WHAT IS NEEDED: Scan the listing below and copy each line holding the word "path".

RECORDS SUPPLIED:
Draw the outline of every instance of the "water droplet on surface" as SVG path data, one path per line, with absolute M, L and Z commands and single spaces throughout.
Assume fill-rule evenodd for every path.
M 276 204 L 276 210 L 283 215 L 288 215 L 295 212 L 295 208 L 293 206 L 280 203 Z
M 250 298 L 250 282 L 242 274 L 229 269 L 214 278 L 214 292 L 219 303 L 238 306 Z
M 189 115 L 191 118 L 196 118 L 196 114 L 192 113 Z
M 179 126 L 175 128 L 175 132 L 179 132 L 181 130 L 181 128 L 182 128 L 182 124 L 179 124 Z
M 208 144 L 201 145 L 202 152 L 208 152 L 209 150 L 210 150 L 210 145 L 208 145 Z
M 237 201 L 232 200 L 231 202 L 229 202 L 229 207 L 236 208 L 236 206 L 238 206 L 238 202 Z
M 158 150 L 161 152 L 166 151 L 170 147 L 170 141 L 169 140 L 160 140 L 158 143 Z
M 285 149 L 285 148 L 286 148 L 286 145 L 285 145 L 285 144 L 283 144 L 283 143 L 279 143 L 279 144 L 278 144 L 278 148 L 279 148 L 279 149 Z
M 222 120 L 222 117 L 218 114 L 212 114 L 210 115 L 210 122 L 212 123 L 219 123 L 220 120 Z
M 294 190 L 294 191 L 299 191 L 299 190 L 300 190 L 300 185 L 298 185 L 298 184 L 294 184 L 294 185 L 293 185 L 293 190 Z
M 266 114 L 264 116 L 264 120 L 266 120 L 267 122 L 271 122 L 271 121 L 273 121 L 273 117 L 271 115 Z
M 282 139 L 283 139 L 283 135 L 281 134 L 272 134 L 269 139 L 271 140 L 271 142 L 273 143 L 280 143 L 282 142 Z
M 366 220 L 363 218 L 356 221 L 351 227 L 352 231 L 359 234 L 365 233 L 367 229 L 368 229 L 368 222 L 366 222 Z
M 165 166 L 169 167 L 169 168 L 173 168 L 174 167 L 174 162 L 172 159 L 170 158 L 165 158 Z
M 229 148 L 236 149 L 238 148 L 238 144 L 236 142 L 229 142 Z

YOUR RESPONSE:
Draw the outline of every instance of the "water droplet on surface" as SVG path data, one path per line, with absolute M, L and Z commands and single spaces throughout.
Assume fill-rule evenodd for every path.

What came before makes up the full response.